PROBLEM REQUIREMENTS ->
Every line containing the word "brown" is to be copied from the data below.

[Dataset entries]
-----

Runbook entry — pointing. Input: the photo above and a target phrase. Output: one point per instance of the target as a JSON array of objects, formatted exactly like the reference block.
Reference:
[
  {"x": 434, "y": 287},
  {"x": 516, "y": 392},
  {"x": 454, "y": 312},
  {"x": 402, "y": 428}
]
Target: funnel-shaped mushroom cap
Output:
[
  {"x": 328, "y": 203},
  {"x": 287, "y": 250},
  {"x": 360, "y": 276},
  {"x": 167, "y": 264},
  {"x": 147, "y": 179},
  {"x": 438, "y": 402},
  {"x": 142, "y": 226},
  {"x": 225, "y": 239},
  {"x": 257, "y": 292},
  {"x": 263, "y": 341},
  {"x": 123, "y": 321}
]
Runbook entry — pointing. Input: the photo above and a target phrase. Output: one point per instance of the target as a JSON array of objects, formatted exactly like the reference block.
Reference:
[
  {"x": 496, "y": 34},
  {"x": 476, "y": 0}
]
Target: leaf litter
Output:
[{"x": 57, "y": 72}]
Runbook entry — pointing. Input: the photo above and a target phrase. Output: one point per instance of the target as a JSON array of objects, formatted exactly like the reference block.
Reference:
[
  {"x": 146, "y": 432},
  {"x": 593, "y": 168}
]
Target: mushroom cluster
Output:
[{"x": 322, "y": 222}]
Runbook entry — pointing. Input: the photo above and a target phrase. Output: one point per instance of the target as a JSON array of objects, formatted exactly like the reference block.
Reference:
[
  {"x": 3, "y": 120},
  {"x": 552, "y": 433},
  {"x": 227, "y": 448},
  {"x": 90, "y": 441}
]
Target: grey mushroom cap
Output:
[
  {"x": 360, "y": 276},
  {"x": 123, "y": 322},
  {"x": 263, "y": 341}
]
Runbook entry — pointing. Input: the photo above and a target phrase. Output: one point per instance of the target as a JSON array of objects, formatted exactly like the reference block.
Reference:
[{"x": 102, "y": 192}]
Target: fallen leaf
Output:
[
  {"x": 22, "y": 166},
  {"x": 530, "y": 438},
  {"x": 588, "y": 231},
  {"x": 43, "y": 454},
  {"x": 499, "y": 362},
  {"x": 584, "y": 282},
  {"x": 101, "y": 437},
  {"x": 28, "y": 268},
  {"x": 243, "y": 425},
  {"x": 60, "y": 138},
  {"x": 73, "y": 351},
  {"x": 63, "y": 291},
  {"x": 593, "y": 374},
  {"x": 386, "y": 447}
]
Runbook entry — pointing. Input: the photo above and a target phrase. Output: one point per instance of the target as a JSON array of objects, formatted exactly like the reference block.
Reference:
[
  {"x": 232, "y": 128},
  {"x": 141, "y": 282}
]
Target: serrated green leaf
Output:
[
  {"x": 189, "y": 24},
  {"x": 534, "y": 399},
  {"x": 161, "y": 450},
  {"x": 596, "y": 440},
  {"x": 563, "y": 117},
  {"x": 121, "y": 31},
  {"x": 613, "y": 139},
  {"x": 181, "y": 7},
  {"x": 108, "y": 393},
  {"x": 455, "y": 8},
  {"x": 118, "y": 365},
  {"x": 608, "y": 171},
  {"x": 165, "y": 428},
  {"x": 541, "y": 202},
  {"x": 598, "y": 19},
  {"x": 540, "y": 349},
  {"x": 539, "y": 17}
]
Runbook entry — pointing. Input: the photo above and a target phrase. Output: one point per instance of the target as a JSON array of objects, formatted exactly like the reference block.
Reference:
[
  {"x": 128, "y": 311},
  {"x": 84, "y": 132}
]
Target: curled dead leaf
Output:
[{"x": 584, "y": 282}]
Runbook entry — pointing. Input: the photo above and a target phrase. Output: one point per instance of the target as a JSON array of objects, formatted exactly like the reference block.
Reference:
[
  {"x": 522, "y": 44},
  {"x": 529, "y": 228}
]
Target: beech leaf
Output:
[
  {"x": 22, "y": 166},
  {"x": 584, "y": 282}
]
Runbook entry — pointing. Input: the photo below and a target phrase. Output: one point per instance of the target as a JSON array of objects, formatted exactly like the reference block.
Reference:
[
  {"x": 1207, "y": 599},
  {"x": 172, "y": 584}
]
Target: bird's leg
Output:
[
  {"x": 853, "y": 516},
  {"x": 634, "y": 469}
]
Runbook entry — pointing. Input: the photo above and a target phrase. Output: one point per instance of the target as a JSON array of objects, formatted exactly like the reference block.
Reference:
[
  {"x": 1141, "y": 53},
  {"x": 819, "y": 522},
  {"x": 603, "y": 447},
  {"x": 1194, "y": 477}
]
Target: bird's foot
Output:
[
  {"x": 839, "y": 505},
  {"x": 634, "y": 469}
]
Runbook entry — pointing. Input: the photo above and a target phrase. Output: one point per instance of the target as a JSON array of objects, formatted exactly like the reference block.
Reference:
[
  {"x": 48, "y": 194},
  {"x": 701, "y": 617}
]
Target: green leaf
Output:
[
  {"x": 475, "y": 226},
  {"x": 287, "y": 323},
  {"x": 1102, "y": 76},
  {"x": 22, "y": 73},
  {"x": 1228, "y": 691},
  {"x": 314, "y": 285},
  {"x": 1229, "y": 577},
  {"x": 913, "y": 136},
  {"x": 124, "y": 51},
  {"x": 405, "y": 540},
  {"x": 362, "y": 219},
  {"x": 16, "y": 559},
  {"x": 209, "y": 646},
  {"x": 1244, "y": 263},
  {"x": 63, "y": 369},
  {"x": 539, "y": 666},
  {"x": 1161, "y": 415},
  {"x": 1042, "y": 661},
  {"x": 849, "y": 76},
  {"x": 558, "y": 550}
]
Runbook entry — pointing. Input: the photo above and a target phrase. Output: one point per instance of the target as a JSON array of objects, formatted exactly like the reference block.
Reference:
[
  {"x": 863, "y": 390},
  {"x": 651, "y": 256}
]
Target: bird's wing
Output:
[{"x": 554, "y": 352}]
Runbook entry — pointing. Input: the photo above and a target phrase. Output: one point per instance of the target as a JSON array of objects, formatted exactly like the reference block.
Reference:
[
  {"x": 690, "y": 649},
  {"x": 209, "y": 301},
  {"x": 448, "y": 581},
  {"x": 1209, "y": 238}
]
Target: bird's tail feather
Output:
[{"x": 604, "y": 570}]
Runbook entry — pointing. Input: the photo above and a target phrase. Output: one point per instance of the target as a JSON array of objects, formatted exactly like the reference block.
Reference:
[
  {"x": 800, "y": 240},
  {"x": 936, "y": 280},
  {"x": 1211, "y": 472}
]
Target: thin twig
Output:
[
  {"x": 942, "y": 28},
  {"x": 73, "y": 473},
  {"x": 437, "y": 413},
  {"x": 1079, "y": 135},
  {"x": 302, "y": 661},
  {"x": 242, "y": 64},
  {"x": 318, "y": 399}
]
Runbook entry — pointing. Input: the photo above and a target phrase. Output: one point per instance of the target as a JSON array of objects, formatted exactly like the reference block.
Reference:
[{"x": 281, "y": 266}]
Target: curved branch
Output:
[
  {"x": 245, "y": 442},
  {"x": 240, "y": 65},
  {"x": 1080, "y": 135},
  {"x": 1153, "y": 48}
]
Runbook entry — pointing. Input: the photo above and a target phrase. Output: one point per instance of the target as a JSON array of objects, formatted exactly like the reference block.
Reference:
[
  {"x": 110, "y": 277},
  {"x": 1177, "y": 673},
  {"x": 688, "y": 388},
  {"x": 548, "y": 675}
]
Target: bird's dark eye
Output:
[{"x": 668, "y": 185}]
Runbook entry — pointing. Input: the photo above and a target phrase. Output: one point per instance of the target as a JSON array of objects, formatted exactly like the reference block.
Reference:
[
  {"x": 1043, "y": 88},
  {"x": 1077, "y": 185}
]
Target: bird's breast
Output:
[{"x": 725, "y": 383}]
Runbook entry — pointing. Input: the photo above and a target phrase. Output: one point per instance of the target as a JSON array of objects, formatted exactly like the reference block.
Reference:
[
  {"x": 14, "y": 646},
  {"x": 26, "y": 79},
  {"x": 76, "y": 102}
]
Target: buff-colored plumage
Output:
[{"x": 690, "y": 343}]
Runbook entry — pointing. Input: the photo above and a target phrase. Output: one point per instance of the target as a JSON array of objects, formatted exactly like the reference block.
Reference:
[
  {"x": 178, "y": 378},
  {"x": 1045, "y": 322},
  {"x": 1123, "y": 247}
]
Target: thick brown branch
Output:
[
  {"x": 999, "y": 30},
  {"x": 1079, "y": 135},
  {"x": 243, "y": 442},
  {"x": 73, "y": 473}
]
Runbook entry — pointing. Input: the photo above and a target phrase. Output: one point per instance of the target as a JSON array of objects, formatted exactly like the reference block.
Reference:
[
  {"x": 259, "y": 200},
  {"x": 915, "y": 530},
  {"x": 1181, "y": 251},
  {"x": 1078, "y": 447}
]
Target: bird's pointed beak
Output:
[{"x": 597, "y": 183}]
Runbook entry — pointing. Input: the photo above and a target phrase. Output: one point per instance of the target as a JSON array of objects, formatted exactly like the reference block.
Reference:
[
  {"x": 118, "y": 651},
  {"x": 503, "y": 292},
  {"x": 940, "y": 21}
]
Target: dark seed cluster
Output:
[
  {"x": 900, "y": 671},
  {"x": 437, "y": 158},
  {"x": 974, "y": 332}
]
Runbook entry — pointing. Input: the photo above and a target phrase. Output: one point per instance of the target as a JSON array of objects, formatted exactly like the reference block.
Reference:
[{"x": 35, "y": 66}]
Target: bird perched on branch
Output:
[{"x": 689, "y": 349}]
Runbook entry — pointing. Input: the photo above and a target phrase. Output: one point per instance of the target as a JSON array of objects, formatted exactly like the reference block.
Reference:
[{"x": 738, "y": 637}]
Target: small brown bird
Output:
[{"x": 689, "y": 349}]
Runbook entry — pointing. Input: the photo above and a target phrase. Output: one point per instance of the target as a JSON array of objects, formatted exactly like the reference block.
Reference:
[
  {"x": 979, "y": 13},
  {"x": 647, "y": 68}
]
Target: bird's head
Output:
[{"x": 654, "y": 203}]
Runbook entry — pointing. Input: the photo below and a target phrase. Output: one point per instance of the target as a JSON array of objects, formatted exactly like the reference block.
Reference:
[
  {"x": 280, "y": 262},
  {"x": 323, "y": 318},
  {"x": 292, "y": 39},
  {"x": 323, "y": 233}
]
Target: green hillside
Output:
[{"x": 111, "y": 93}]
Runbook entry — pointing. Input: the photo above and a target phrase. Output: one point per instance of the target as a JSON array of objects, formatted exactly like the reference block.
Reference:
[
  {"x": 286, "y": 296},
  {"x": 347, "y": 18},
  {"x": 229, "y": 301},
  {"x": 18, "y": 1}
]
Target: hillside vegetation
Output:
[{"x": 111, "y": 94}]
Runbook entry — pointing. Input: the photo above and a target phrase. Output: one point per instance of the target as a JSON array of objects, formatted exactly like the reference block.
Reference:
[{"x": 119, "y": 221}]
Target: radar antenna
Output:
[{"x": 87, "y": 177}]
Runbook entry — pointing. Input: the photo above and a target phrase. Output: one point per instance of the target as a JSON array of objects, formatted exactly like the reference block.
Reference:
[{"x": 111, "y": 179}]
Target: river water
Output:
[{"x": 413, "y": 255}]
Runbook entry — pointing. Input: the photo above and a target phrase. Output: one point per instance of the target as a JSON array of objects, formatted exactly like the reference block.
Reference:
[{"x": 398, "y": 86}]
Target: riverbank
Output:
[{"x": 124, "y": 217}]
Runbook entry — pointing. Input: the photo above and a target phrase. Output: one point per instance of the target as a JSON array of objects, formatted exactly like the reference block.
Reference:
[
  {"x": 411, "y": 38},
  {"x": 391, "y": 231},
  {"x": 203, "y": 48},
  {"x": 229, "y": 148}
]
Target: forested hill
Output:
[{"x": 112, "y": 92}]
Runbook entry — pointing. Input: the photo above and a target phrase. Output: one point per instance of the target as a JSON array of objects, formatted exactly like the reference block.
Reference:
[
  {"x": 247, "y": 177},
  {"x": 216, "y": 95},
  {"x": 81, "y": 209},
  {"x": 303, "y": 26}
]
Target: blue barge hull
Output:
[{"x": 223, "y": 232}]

-----

TASK OUTPUT ->
Target: thick brown branch
Target: small brown bird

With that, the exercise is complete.